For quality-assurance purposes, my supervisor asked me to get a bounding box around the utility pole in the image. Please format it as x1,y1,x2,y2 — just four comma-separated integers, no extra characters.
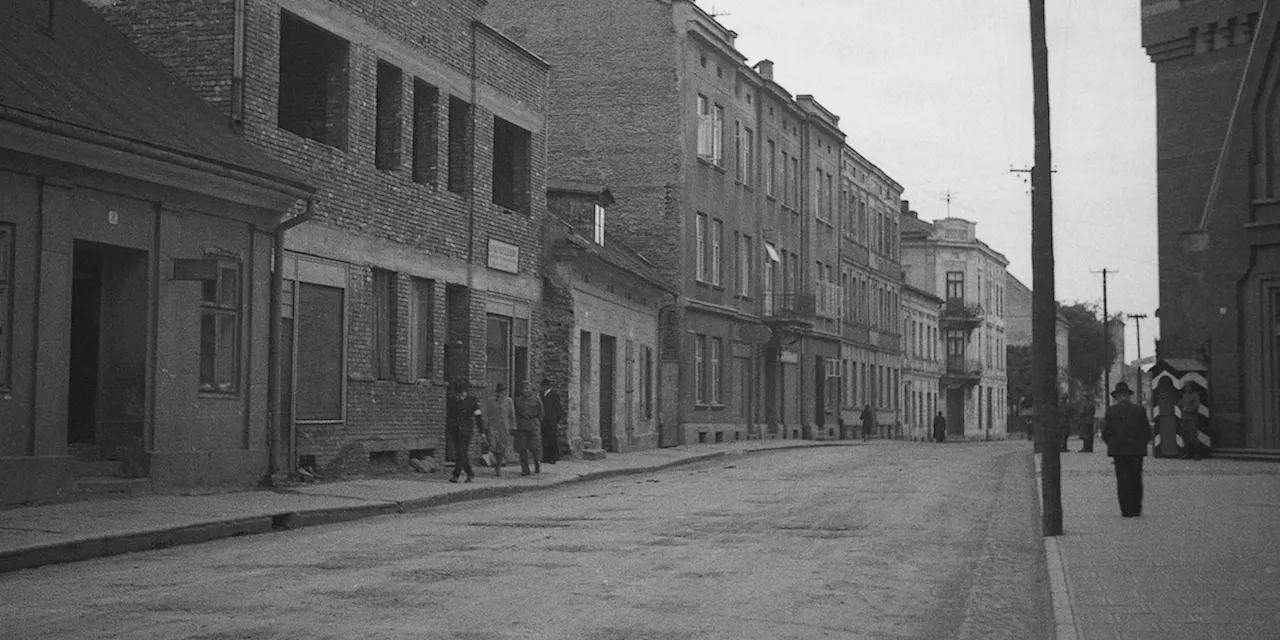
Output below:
1091,269,1116,404
1029,0,1062,536
1129,314,1147,407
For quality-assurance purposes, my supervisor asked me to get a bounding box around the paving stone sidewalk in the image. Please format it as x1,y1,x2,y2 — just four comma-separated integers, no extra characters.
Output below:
0,440,855,573
1051,440,1280,640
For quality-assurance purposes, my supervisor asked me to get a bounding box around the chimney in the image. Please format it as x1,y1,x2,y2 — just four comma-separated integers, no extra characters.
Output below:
755,60,773,81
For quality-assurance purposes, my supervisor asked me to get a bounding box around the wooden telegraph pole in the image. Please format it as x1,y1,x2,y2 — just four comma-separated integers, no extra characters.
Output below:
1029,0,1062,535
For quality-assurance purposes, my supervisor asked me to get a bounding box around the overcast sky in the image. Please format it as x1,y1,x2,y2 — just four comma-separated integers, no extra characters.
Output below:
698,0,1158,360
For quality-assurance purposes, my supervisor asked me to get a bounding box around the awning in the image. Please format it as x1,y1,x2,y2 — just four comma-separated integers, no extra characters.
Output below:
764,242,782,262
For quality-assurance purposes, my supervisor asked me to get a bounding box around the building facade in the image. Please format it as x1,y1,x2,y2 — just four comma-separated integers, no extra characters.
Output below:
0,3,312,504
543,180,675,456
488,0,897,444
902,284,946,442
1142,0,1280,449
902,215,1009,439
99,0,548,474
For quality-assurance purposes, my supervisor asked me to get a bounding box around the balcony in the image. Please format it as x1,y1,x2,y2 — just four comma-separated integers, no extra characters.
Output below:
942,298,982,332
760,292,818,325
943,356,983,384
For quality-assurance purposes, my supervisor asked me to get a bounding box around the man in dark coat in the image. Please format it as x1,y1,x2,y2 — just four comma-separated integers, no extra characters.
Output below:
541,378,564,465
1102,380,1151,518
444,380,484,483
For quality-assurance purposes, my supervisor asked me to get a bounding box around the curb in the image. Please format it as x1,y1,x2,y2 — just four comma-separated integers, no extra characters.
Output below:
0,443,849,573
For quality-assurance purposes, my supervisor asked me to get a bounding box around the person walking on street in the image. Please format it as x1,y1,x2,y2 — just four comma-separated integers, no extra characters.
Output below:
541,378,564,465
444,380,484,483
1079,398,1098,453
515,383,543,476
1102,380,1151,518
484,383,516,477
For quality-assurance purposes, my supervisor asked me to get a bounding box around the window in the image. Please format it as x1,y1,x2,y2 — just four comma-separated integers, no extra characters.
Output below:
200,262,241,393
0,224,14,389
947,271,964,302
412,79,440,184
370,269,396,380
493,118,531,214
709,338,723,404
374,60,404,170
294,282,344,421
449,96,471,193
276,13,349,148
413,278,435,380
764,140,778,197
694,214,707,282
710,220,724,284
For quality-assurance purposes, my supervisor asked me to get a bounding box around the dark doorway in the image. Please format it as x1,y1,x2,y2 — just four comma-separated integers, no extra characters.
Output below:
600,334,618,451
67,242,150,475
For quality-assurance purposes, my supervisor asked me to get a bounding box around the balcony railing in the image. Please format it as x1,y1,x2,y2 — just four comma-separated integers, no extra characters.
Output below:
760,292,818,321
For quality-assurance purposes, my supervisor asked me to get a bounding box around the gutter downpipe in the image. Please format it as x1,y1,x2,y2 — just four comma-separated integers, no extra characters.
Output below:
266,196,316,485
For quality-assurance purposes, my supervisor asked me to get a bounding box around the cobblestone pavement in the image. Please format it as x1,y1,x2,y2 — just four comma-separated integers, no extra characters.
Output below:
0,443,1052,640
1059,442,1280,640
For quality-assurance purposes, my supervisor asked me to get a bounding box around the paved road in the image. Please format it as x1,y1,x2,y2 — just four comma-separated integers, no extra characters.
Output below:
0,443,1051,640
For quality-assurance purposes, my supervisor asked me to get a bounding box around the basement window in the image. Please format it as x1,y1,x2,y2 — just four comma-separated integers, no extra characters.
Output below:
493,118,531,214
374,60,404,172
276,12,349,148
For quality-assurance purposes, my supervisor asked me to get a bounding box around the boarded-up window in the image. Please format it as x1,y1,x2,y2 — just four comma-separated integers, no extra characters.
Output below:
294,282,343,420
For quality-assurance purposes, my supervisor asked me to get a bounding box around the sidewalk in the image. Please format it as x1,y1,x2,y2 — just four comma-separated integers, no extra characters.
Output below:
1037,439,1280,640
0,440,852,573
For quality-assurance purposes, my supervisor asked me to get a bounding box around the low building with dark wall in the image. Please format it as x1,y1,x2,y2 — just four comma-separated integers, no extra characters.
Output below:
90,0,548,476
543,180,680,456
0,1,311,504
1141,0,1280,449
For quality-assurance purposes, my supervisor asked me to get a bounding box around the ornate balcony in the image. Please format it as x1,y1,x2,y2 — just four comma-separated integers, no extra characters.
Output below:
942,298,982,332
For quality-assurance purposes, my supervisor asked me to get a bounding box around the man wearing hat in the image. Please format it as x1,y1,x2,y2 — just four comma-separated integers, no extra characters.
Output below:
1102,380,1151,518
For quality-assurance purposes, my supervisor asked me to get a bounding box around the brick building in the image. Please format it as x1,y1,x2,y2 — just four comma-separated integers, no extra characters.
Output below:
0,1,311,504
543,180,675,456
1142,0,1280,449
488,0,901,443
96,0,548,471
902,215,1009,439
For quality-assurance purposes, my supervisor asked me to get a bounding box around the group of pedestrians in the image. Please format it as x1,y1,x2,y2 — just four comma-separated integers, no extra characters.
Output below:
444,379,564,483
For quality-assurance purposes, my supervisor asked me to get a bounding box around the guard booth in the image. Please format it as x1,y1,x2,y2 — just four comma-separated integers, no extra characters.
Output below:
1149,358,1212,458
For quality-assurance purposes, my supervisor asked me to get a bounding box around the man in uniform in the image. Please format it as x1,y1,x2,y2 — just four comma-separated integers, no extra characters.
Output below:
1102,380,1151,518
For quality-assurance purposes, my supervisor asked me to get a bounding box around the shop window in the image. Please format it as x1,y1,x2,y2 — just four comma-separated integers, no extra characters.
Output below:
294,282,344,421
371,269,397,380
493,118,532,214
276,13,349,148
200,262,241,394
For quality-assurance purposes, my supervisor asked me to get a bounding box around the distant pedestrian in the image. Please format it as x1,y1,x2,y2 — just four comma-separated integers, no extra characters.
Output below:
1178,383,1201,460
444,380,484,483
541,378,564,465
1102,380,1151,518
1078,398,1098,453
484,383,516,477
515,381,543,476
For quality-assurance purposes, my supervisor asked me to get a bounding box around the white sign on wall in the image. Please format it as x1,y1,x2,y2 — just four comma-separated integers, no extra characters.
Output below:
489,238,520,274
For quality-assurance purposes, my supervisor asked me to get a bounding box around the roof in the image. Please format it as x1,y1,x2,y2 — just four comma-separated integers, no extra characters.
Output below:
0,0,314,192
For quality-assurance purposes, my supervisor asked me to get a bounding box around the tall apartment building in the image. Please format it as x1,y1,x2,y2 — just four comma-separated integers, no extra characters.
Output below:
488,0,880,443
902,214,1009,439
1142,0,1280,449
95,0,548,471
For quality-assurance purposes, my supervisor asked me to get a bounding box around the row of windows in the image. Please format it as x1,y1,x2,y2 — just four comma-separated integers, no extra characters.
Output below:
276,12,532,212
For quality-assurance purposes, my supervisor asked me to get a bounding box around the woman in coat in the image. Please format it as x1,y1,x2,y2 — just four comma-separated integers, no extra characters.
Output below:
484,383,516,477
513,381,543,476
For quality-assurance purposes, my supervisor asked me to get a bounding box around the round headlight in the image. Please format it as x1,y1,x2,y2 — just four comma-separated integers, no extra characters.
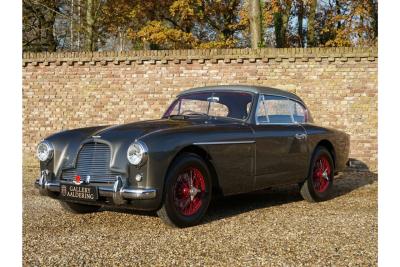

Task prompt ::
Render every line of the items above as a JSON list of strings, with one string per line and no blank lines. Leave the pictures out.

Exercise answer ::
[
  "For quality-assurance purposes, my supervisor asked me to get a bounding box around the utility pole in the image. Please format it as x1,y1,x2,y2 — just four comma-separated integers, no extra characters.",
  "Output below:",
  "1091,269,1116,404",
  "1029,0,1062,536",
  "1129,314,1147,407",
  "For quality-assurance purposes, my supervisor asked me to get a bounding box around the paving stone sidewalk in the image. Please format it as x1,y1,x2,y2 — just four comma-separated integers, no extra characters.",
  "Output below:",
  "0,440,855,573",
  "1051,440,1280,640",
  "For quality-assurance purposes, my supervisor asked me to get a bounding box around the chimney in the image. Please format it as x1,y1,x2,y2 — just four comma-separated integers, no extra characters.",
  "Output below:",
  "755,60,773,81",
  "For quality-assurance purposes, my supervisor asked me to get a bounding box around the wooden telegraph pole in the image. Please format it as x1,y1,x2,y2 — just four comma-separated integers, no extra characters.",
  "Output below:",
  "1029,0,1062,535",
  "For quality-assurance purposes, my supervisor asked me to get a bounding box around the overcast sky in the image. Please format it as x1,y1,x2,y2 — just four comma-separated integers, no extra characters.",
  "Output below:",
  "698,0,1158,360",
  "For quality-assurance purposes, my supervisor asked me to get a bounding box around the awning in the image. Please format it as x1,y1,x2,y2 — just four comma-separated integers, no extra characters.",
  "Output below:",
  "764,242,782,262",
  "For quality-assurance purposes, my supervisor asked me to get a bounding box around the building facade in the image. Please format it as x1,y1,x2,y2 — just four comma-separated integers, no extra characters.",
  "Output below:",
  "0,3,312,504",
  "543,180,675,456",
  "488,0,897,444",
  "902,284,946,442",
  "1142,0,1280,449",
  "902,215,1009,439",
  "99,0,548,474",
  "For quality-assurance purposes, my supervisor asked me to get a bounding box around the balcony in the image. Please format it as x1,y1,x2,y2 — just four comma-separated integers, no extra characters.",
  "Output below:",
  "942,298,982,332",
  "760,292,818,325",
  "943,356,983,384",
  "For quality-assurance purposes, my supervisor asked me to get a bounding box around the man in dark coat in the image. Please format it as x1,y1,x2,y2 — just four comma-separated integers, no extra characters.",
  "Output below:",
  "541,378,564,465",
  "1102,380,1151,518",
  "444,380,484,483",
  "For quality-assurance purposes, my supervisor asked me to get a bounding box around the curb in the image. Please format it as x1,y1,x2,y2 — just four comma-separated integers, no extra characters.",
  "Output below:",
  "0,443,849,573",
  "For quality-assurance purposes, my supervisor asked me to get a bounding box around the person walking on street in the image. Please format it as x1,y1,x2,y2 — just four comma-separated integers, no extra characters.",
  "Output below:",
  "541,378,564,465",
  "444,380,484,483",
  "1079,398,1098,453",
  "515,383,543,476",
  "1102,380,1151,518",
  "484,383,516,477",
  "For quality-assurance purposes, my supervisor asked me to get a bounding box around the window in the image. Please format it as x1,y1,x2,y2 — just four comma-separated integers, no extra characters.",
  "Output below:",
  "200,262,241,393",
  "0,224,14,389",
  "947,271,964,302",
  "412,79,440,184",
  "370,269,396,380",
  "493,118,531,214",
  "709,338,723,404",
  "374,60,404,170",
  "294,282,344,421",
  "449,96,471,193",
  "276,13,349,148",
  "413,278,435,380",
  "764,140,778,197",
  "694,214,707,282",
  "710,220,724,284",
  "For quality-assurance purposes, my supervisor asked me to get a bounding box around the dark doorway in the image. Please format it as x1,y1,x2,y2 — just four comma-separated integers, no extra characters.",
  "Output below:",
  "600,334,618,451",
  "67,242,150,475",
  "For quality-assurance purposes, my supervisor asked me to get a bounding box around the balcony railing in the image. Please format it as x1,y1,x2,y2 — just four comma-separated integers, no extra characters.",
  "Output below:",
  "760,292,818,321",
  "For quality-assurance purposes, my supervisor asked me to get a bounding box around the gutter downpipe in the image. Please format it as x1,y1,x2,y2 — just four comma-separated integers, no extra characters.",
  "Output below:",
  "266,196,316,485",
  "For quality-assurance purposes, my supervisor asked me to get a bounding box around the cobblestone pavement in the image. Please format it as x1,y1,x2,y2 — just four comma-separated integers, no extra characters.",
  "Output below:",
  "0,443,1052,640",
  "1059,442,1280,640",
  "For quality-assurance purposes, my supervisor asked me to get a bounding box around the paved road in the image. Please format it as x1,y1,x2,y2 — just four comma-separated integers, no extra characters.",
  "Output below:",
  "0,443,1051,640",
  "For quality-assurance purposes, my supervisor asked me to get a bounding box around the basement window in the image. Please format it as x1,y1,x2,y2 — just four comma-separated integers, no extra characters.",
  "Output below:",
  "493,118,531,214",
  "374,60,404,172",
  "276,12,349,148",
  "For quality-assurance purposes, my supervisor asked me to get a bounding box around the boarded-up window in the image. Please format it as x1,y1,x2,y2 — just four comma-separated integers, no extra characters.",
  "Output below:",
  "294,282,343,420",
  "For quality-assurance purposes, my supervisor asked me to get a bounding box around the sidewalk in the image. Please format it as x1,y1,x2,y2 — just four comma-separated integers, no extra characters.",
  "Output below:",
  "1037,439,1280,640",
  "0,440,852,573",
  "For quality-assurance purposes, my supervisor asked me to get a bounding box around the low building with dark wall in the image. Please format it as x1,y1,x2,y2 — just four comma-separated integers, no extra characters.",
  "Output below:",
  "90,0,548,476",
  "543,180,680,456",
  "0,1,311,504",
  "1141,0,1280,449",
  "For quality-assurance purposes, my supervisor asked me to get a bounding box around the ornate balcony in the image. Please format it as x1,y1,x2,y2 — just four comma-separated integers, no extra characters.",
  "Output below:",
  "942,298,982,332",
  "For quality-assurance purposes, my supervisor asked me to get a bounding box around the man wearing hat in the image. Please format it as x1,y1,x2,y2 — just four comma-separated integers, no extra characters.",
  "Output below:",
  "1102,380,1151,518",
  "For quality-assurance purposes, my supervisor asked me to get a bounding box around the brick building in the image. Please format it as x1,y1,x2,y2 — just four comma-separated integers, no extra characters.",
  "Output below:",
  "0,1,311,504",
  "543,180,675,456",
  "1142,0,1280,449",
  "488,0,901,443",
  "96,0,548,471",
  "902,215,1009,439",
  "For quality-assurance purposes, my supervisor asked me to get a bounding box around the group of pedestrians in the image. Please format it as x1,y1,x2,y2 — just four comma-separated integers, no extra characters.",
  "Output below:",
  "444,379,564,483",
  "For quality-assurance purposes, my supervisor asked me to get a bounding box around the guard booth in the image. Please format it as x1,y1,x2,y2 — just four comma-separated integers, no extra characters.",
  "Output below:",
  "1149,358,1212,458",
  "For quality-assurance purposes, my supervisor asked me to get a bounding box around the man in uniform in the image. Please format it as x1,y1,x2,y2 — just four comma-separated integers, no extra characters.",
  "Output below:",
  "1102,380,1151,518",
  "For quality-assurance purposes, my supervisor asked me to get a bounding box around the shop window in the image. Please format it as x1,y1,x2,y2 — just four comma-separated integers, no extra characters.",
  "Output below:",
  "294,282,344,421",
  "371,269,397,380",
  "493,118,532,214",
  "276,13,349,148",
  "200,262,241,394",
  "For quality-assurance purposes, my supervisor asked me to get a bounding box around the distant pedestrian in the image. Please format it as x1,y1,x2,y2 — just four comma-separated integers, no extra characters.",
  "Output below:",
  "1178,383,1201,460",
  "444,380,484,483",
  "541,378,564,465",
  "1102,380,1151,518",
  "1078,398,1098,453",
  "484,383,516,477",
  "515,381,543,476",
  "For quality-assurance purposes, my supervisor asked me to get a bounding box around the white sign on wall in the image. Please format it as x1,y1,x2,y2 — just four comma-separated integers, no extra characters.",
  "Output below:",
  "489,238,520,274",
  "For quality-assurance purposes, my supervisor asked me to get a bounding box around the roof in the image. Please format it as x1,y1,x2,y2 — just four comma-separated integers, no extra characters.",
  "Output below:",
  "0,0,314,192",
  "For quality-assurance purposes, my supervisor asked me to get a bounding box around the tall apartment building in the image. Please format it as x1,y1,x2,y2 — just four comma-separated integers, no extra characters.",
  "Output below:",
  "488,0,880,443",
  "902,214,1009,439",
  "1142,0,1280,449",
  "95,0,548,471",
  "For quality-assurance purposes, my supervisor asked me to get a bounding box around the row of windows in the image. Please format it as x1,y1,x2,y2 — just four comma-separated integers, no extra characters.",
  "Output below:",
  "276,12,532,212",
  "For quality-assurance purposes, my supervisor asked me to get a bounding box around the woman in coat in the image. Please format it as x1,y1,x2,y2 — just four comma-separated integers, no extra characters.",
  "Output below:",
  "484,383,516,477",
  "513,381,543,476",
  "For quality-assurance purposes, my supervisor asked me to get a bounding box around the round headlight in the image. Please format it as x1,y1,x2,y2 — just four comma-separated integers, no extra characters."
]